Your goal:
Express the data from the line containing "Tag every instance of the wooden" up to and including the line containing "[821, 1218]" as a JSON list of strings, one string per line, with blank lines omitted.

### Data for this task

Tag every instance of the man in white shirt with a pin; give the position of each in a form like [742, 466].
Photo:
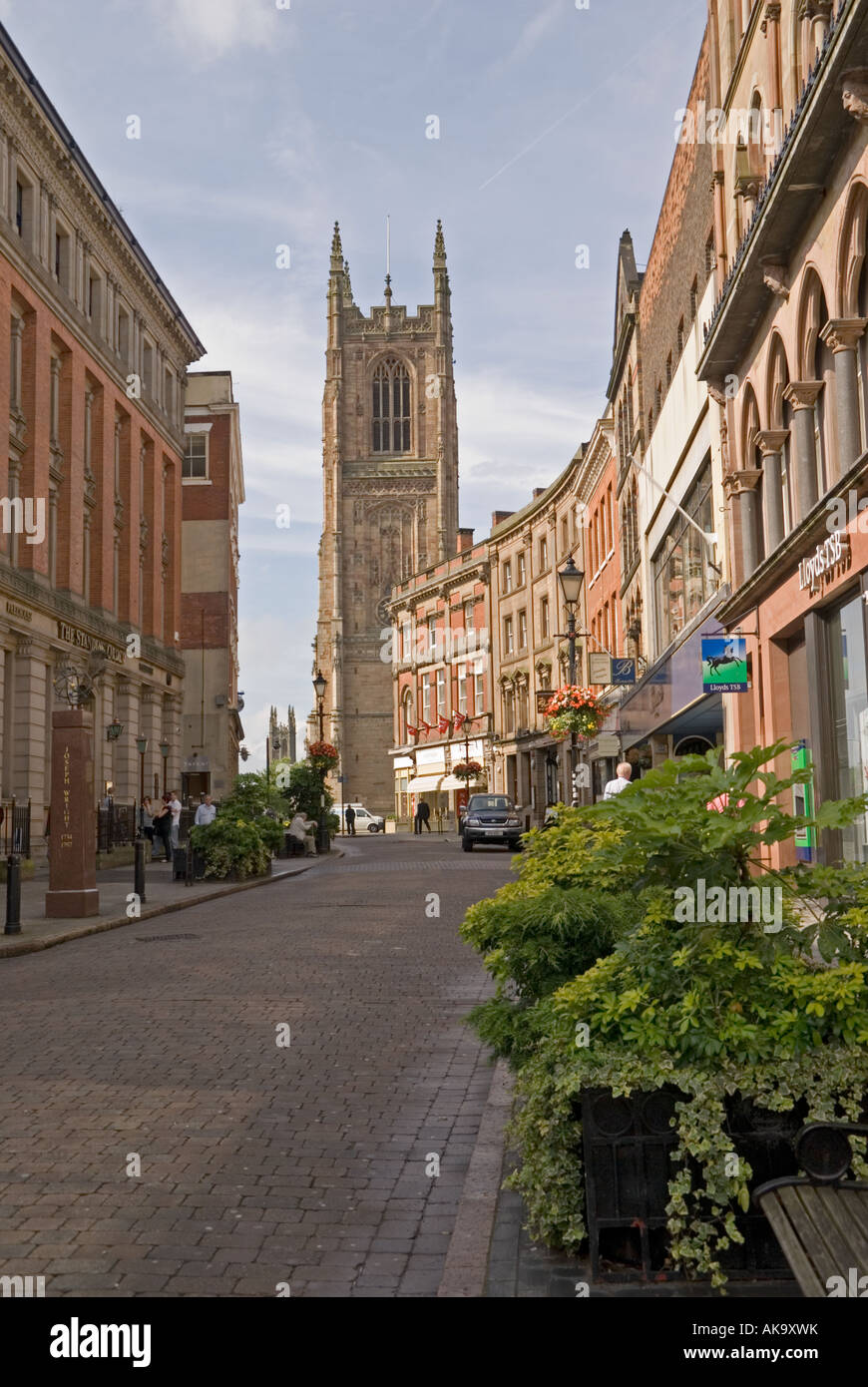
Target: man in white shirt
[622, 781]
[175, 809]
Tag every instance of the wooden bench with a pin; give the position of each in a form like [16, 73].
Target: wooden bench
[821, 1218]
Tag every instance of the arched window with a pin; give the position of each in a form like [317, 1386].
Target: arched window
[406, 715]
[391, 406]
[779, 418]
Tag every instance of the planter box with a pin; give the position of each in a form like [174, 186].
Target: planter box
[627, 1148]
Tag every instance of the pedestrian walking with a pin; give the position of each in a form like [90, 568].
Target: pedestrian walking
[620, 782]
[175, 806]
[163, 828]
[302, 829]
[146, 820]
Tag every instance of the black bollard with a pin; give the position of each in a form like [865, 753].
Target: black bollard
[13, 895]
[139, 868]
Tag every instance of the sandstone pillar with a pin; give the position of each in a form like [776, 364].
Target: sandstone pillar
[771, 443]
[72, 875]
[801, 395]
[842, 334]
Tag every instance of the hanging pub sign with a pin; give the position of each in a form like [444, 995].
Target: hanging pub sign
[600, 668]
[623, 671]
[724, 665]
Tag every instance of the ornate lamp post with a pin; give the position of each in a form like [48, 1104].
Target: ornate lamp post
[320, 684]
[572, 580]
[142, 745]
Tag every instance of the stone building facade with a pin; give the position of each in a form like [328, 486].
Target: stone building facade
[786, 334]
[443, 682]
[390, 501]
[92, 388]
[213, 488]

######

Result of the task:
[
  "Tag every instance of the wooden bench with a pin; give the position of each in a form like [16, 73].",
  "Target: wooden bench",
  "[821, 1218]"
]